Task objective — Copy the lines exactly as they appear, beginning with the line containing "Where can the soil" and continuing through the end of the entries.

Data excerpts —
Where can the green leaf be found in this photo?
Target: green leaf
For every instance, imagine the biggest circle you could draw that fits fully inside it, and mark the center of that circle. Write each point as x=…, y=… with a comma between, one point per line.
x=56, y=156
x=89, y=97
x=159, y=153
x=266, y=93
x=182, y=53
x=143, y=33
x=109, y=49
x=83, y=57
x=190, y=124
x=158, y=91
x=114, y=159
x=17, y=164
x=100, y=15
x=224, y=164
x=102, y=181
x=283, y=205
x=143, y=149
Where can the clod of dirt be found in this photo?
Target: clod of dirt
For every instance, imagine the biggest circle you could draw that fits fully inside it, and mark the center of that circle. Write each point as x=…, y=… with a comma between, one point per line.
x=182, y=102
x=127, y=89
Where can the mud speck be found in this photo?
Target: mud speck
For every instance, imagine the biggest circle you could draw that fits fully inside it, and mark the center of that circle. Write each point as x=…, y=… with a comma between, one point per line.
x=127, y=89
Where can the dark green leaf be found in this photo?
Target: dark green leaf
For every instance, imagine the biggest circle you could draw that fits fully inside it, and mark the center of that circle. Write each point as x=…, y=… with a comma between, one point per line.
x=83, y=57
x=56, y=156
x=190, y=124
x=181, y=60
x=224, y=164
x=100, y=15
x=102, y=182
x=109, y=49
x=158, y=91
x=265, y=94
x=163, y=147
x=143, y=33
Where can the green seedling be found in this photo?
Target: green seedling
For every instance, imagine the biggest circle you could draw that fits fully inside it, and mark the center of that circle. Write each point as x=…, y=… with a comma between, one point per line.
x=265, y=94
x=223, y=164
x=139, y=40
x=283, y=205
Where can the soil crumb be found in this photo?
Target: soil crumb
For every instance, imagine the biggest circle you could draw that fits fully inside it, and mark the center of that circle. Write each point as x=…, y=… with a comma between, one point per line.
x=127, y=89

Exercise solution —
Where can the soil crumb be found in this photo?
Target: soil crumb
For every instance, imagine the biggest circle you could draw that fits fully inside it, and mark the center of that circle. Write each point as x=…, y=… with a comma between, one point per line.
x=127, y=89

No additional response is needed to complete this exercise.